Lines before the one containing "the red tote" are left out; copy that line and every later line through the end of the data exactly.

=== Records shown ===

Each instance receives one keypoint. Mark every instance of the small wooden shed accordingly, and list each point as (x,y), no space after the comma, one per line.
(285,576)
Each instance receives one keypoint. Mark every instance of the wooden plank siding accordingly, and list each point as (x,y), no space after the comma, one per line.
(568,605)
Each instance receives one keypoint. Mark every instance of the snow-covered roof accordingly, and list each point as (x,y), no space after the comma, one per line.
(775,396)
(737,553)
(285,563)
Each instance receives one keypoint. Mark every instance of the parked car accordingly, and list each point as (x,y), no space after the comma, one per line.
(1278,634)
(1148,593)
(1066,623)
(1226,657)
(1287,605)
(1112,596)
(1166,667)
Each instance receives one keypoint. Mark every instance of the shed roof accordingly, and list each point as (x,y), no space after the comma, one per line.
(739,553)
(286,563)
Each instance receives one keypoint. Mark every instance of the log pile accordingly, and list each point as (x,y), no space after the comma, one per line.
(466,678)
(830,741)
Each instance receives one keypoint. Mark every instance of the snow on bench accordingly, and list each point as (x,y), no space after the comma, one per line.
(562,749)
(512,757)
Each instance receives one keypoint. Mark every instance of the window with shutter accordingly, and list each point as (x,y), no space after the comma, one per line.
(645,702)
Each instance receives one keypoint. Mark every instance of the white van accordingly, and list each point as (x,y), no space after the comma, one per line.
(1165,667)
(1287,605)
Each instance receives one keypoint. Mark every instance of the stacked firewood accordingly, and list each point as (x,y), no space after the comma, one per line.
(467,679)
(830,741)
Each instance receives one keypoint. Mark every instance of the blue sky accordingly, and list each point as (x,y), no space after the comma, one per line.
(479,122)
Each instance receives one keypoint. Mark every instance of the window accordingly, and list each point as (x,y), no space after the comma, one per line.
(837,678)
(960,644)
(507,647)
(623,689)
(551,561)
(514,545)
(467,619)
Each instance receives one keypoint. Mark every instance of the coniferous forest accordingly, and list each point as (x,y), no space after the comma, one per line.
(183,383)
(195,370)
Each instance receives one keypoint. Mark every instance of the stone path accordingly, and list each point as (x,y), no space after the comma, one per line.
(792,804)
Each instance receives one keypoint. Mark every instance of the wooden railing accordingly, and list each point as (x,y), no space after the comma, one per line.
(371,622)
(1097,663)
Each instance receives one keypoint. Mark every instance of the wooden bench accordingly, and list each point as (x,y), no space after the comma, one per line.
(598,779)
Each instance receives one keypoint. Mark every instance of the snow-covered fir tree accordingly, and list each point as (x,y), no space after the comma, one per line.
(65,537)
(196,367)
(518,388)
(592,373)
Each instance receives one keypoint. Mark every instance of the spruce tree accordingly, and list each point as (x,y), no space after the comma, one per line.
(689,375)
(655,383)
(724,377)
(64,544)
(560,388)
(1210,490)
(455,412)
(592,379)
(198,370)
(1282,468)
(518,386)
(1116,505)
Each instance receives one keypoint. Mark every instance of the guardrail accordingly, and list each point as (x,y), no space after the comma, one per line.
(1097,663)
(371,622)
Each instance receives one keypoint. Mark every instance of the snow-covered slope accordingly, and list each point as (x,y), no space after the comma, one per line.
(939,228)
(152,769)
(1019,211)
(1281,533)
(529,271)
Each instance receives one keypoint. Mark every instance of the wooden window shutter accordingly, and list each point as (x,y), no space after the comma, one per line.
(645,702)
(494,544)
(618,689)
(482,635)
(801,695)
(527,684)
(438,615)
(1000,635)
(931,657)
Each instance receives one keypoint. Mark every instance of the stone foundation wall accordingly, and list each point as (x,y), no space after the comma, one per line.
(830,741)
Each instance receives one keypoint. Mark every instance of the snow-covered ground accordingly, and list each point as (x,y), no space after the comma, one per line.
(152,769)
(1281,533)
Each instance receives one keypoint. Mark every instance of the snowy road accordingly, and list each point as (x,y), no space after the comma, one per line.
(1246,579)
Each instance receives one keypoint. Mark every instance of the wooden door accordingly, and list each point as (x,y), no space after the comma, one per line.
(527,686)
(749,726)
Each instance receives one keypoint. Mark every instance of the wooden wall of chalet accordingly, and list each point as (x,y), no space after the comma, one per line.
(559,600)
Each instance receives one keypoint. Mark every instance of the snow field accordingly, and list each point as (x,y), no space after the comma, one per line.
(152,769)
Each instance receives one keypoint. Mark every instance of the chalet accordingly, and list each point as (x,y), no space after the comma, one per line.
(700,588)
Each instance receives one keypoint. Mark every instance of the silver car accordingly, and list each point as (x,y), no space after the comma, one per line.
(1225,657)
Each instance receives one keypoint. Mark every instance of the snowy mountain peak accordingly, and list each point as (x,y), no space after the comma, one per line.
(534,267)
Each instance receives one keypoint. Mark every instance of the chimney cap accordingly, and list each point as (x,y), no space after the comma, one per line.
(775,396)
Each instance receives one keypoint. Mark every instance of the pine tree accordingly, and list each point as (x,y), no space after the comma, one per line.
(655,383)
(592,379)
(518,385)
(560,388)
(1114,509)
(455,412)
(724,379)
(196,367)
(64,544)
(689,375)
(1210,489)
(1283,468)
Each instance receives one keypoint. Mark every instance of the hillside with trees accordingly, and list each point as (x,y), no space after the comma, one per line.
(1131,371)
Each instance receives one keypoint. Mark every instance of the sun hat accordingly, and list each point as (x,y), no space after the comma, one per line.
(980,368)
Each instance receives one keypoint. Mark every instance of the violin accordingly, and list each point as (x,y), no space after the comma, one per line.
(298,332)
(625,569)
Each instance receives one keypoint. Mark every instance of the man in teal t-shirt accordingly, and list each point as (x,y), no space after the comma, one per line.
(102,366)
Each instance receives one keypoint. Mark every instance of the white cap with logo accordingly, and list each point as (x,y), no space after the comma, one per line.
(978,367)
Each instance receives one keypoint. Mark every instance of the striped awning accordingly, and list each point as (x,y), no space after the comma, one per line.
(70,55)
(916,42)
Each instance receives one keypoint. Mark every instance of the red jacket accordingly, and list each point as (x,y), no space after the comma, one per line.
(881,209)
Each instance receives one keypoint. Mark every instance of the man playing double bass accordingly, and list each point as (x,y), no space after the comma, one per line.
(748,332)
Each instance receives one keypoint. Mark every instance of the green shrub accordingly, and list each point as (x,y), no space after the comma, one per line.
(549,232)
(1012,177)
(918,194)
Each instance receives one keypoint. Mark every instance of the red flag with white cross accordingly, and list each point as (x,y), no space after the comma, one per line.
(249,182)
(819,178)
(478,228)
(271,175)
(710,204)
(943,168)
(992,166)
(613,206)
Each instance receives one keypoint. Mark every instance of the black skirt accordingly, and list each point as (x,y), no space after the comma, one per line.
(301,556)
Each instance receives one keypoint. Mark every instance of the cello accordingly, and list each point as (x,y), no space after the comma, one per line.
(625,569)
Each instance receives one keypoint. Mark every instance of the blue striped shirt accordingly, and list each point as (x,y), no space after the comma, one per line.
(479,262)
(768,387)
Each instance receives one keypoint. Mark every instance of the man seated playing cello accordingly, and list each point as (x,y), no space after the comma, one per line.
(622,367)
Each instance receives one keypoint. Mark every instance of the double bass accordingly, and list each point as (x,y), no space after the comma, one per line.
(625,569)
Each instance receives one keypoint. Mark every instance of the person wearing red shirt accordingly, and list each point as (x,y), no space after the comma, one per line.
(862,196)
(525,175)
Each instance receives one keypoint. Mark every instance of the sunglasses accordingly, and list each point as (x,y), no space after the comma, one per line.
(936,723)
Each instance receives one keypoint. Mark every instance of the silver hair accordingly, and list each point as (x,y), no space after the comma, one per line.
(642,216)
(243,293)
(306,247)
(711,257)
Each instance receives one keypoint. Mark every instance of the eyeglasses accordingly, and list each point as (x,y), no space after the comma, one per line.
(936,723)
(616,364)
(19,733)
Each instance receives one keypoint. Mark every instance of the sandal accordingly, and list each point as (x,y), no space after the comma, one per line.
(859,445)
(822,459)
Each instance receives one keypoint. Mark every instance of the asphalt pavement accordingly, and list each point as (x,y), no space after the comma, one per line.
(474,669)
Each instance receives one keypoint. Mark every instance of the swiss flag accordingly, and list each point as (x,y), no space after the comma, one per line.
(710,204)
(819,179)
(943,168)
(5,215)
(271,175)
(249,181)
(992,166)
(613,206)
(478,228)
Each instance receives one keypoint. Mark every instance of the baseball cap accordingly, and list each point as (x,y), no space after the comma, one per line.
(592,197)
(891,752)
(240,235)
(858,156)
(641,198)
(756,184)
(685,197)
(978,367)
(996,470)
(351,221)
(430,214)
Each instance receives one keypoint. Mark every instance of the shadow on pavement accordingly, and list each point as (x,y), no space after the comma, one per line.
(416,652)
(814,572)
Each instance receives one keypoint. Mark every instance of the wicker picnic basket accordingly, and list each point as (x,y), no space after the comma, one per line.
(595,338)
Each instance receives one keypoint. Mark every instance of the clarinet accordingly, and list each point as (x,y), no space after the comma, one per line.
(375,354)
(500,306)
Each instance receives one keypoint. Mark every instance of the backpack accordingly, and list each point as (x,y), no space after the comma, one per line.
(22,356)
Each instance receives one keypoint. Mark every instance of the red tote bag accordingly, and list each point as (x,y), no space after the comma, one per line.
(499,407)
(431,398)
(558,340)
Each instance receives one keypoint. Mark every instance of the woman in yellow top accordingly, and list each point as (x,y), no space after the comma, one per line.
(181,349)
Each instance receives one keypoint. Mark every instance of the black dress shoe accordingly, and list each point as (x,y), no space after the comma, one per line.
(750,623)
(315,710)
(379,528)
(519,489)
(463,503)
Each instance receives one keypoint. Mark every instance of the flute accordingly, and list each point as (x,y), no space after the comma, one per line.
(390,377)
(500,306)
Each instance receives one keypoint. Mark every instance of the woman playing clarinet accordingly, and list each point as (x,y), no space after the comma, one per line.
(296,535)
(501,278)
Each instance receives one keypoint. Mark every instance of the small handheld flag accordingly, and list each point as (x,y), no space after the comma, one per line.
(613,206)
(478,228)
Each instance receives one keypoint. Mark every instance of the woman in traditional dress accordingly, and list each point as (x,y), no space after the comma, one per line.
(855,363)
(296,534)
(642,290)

===

**Full solution:**
Each instance receives one keypoint. Mark every instance of the red tote bag accordingly, and list each point as (x,y), no space after the comma, one per line.
(499,407)
(431,398)
(558,340)
Each instance receives one keypoint. Mark every instance of the woman in yellow top accordingly, and list each point as (x,y), no space after the comma, one per line.
(181,349)
Each instance receives one keypoint. Mark every instance of the black dress shoe accordingly, and list each point as (x,y), no space after the comma, one per line.
(750,623)
(315,710)
(379,528)
(519,489)
(463,503)
Each instance receives one keypoint. Mark every instance of the flute accordingly, and list each point as (x,y), no space after the comma, one per line.
(390,377)
(500,306)
Each instance receives one keypoint. Mark every instance of the woman playing clarinet accordingly, and list each point as (x,y), no space after the comma, one per line.
(296,535)
(501,278)
Each instance receives one keypoint. Mark every instance of the small handheld flag accordingly, and list each point as (x,y), no space after the comma, one per line.
(613,206)
(478,228)
Each instance receives one keypoint. Mark every instance of the woman in traditional dress accordingly, and list each point as (x,y), no space after the comma, one per line.
(855,363)
(296,534)
(642,290)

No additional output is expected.